• [Consigna 1] Pasa a una tabla Markdown las líneas del listado, empezando por la primera y siguiendo hasta la que contiene "255), (345, 246)]", ambas incluidas, con las columnas Fila y Texto. Deja fuera las líneas en blanco.

• [Documento]
□ □ □
HOMEOPATÍAS
Camisa
Breve historia de una prenda que siempre ha sido la bandera de la lucha de clases
Santiago Alba Rico 15/06/2022
Protesta por la liberación de Perón en un día caluroso de 1945, posible origen del término descamisados para referirse a los peronistas.
En uno de sus libros, Walter Benjamin recoge un cuentecito judío que reconstruyo ahora de memoria. Una noche de invierno –nos cuenta– se habían reunido los hebreos más pobres de Praga bajo un techo inhóspito para calentarse el cuerpo con un sorbo de té y el alma con una cerilla de verbos, cuando a uno de ellos, en medio de la conversación, se le ocurrió plantear la siguiente pregunta: ¿cuál sería vuestro máximo deseo? Cada uno de los presentes fue exponiendo por turno sus sueños. A uno le habría gustado ser rico, a otro comprarse una vaca, a otro casar bien a su hija, a otro convertirse en un gran artista. Así fueron hablando todos hasta que, cuando el último guardó silencio, se dieron cuenta de la presencia de un judío en el que nadie había reparado hasta entonces. Sentado en un rincón, cubierto tan solo con una camisa, flaco y tembloroso, parecía sin duda el más miserable de todos ellos. Le preguntaron: ¿y a ti? ¿A ti qué te gustaría? El judío respondió con esta larga y extraña parrafada: "A mí me gustaría ser el rey poderosísimo de un reino vasto y opulento y vivir en un gran palacio servido por cien criados y estar una noche durmiendo bajo el dosel de mi lecho y ser despertado por el clarín de alarma y saltar desnudo de la cama y asomarme asustado a la azotea y adivinar a lo lejos la muchedumbre de un ejército enemigo y verlo acercarse irresistible doblegando toda resistencia y saberme entonces derrotado y perdido y escapar de palacio a toda prisa con tiempo solo para coger una camisa y vagar toda la noche sin descanso y, después de mil peripecias y mil trabajos, llegar hasta este rincón donde ahora me hallo para sentarme aliviado a lamentar mi suerte". Los otros judíos lo miraron perplejos. "¿Y qué habrías ganado con eso?", le preguntaron. El judío más pobre respondió: "Una camisa".
□ □ □
• [Conjunto de datos]

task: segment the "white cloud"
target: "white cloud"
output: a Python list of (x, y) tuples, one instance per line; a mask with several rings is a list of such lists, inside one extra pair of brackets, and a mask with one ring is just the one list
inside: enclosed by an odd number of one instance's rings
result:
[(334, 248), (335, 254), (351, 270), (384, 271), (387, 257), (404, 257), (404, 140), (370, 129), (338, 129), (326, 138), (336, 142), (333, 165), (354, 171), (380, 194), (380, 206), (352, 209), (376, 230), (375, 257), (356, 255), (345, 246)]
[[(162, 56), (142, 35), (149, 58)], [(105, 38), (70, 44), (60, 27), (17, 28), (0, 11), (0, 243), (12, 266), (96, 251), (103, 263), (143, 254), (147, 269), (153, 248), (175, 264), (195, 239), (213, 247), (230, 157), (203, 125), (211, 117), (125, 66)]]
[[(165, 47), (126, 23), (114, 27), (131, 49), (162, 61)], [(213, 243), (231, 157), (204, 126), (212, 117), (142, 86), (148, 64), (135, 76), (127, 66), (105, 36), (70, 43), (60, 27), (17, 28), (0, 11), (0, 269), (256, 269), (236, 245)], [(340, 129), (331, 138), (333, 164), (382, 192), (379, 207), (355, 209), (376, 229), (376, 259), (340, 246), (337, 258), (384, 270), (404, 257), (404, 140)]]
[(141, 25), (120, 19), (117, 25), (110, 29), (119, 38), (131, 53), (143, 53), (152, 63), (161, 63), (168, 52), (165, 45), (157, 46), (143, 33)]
□ □ □
• [Consigna 2] Transcribe del artículo sobre la camisa el pasaje que empieza con "HOMEOPATÍAS" y sigue hasta "a los peronistas.".

• [Resultado 1]
| Fila | Texto |
|---|---|
| 1 | task: segment the "white cloud" |
| 2 | target: "white cloud" |
| 3 | output: a Python list of (x, y) tuples, one instance per line; a mask with several rings is a list of such lists, inside one extra pair of brackets, and a mask with one ring is just the one list |
| 4 | inside: enclosed by an odd number of one instance's rings |
| 5 | result: |
| 6 | [(334, 248), (335, 254), (351, 270), (384, 271), (387, 257), (404, 257), (404, 140), (370, 129), (338, 129), (326, 138), (336, 142), (333, 165), (354, 171), (380, 194), (380, 206), (352, 209), (376, 230), (375, 257), (356, 255), (345, 246)] |

• [Resultado 2]
HOMEOPATÍAS
Camisa
Breve historia de una prenda que siempre ha sido la bandera de la lucha de clases
Santiago Alba Rico 15/06/2022
Protesta por la liberación de Perón en un día caluroso de 1945, posible origen del término descamisados para referirse a los peronistas.